**Information given**
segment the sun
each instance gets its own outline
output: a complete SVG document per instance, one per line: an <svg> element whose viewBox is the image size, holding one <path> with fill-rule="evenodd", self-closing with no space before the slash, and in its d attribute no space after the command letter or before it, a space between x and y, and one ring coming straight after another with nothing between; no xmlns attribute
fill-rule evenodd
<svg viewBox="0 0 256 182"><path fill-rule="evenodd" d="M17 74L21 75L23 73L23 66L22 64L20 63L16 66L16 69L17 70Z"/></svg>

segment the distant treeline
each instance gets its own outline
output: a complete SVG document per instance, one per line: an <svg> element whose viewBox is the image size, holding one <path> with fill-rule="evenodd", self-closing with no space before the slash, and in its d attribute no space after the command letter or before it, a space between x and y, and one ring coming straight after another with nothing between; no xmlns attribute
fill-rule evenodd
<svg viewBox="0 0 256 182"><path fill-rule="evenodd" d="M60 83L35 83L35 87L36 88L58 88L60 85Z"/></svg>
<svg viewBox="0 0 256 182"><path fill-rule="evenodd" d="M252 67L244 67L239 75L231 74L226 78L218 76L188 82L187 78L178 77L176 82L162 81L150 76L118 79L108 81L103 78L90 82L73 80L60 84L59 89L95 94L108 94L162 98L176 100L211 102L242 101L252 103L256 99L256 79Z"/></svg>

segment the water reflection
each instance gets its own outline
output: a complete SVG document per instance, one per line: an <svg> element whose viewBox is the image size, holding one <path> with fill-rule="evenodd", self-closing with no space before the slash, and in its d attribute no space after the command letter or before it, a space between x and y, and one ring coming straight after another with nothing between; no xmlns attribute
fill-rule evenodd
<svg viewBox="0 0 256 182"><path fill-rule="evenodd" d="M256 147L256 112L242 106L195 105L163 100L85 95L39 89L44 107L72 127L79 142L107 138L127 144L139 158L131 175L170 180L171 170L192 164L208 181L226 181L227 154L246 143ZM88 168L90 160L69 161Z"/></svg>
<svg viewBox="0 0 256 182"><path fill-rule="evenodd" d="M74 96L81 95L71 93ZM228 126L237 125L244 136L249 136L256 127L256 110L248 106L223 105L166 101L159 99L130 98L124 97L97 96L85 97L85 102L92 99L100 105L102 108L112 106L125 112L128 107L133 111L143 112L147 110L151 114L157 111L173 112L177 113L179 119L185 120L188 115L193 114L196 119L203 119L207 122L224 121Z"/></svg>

**To be done**
Copy out all of the entries above line by line, keeping every character unchanged.

**Correct response**
segment the sun
each instance gets its own outline
output: a complete SVG document per instance, one per line: an <svg> element whose viewBox is the image size, holding one <path> with fill-rule="evenodd", self-closing with no space before the slash, and in its d attribute no space after the command letter or before it, a space between x and y, and one ring coming straight after another with nothing between; no xmlns attribute
fill-rule evenodd
<svg viewBox="0 0 256 182"><path fill-rule="evenodd" d="M17 74L21 75L23 73L23 66L22 64L20 63L16 66L16 69L17 70Z"/></svg>

segment the distant treeline
each instance gets its own outline
output: a complete SVG document per instance, one per line: an <svg> element whose viewBox is the image size, holding one <path> with fill-rule="evenodd", self-closing with no space before the slash, and in its d attribute no space after the command letter or before it, a space between x and y, and one ring coming straight after another with nothing between; no xmlns attribute
fill-rule evenodd
<svg viewBox="0 0 256 182"><path fill-rule="evenodd" d="M60 83L35 83L35 87L36 88L58 88L60 85Z"/></svg>
<svg viewBox="0 0 256 182"><path fill-rule="evenodd" d="M252 67L244 67L239 75L231 74L226 78L218 76L188 82L187 78L178 77L176 82L162 81L150 76L118 79L108 81L103 78L90 82L73 80L60 84L59 89L95 94L108 94L162 98L176 100L211 102L242 101L252 103L256 99L256 79Z"/></svg>

segment the water reflection
each instance gets its own outline
output: a complete SVG document per instance, one per line: an <svg> element whose viewBox is the image size, holding one <path> with fill-rule="evenodd", self-closing with no space before the slash, and in its d attribute no space after the command letter or before it, a space between x and y, and one ring coming straight after another with nothing between; no xmlns attribute
fill-rule evenodd
<svg viewBox="0 0 256 182"><path fill-rule="evenodd" d="M256 147L256 112L242 106L195 105L163 100L85 95L39 89L44 107L72 127L79 142L107 138L127 144L139 158L131 175L170 180L171 170L192 164L208 181L226 181L227 154L246 143ZM88 168L90 160L69 161Z"/></svg>
<svg viewBox="0 0 256 182"><path fill-rule="evenodd" d="M74 96L81 95L71 93ZM228 126L237 125L244 136L249 136L256 127L256 110L248 106L223 105L166 101L159 99L130 98L124 97L97 96L85 97L85 102L92 99L100 105L102 108L112 106L125 112L128 107L133 111L143 112L147 110L151 114L157 111L173 112L177 113L179 119L185 120L188 115L193 114L196 119L203 119L207 122L224 121Z"/></svg>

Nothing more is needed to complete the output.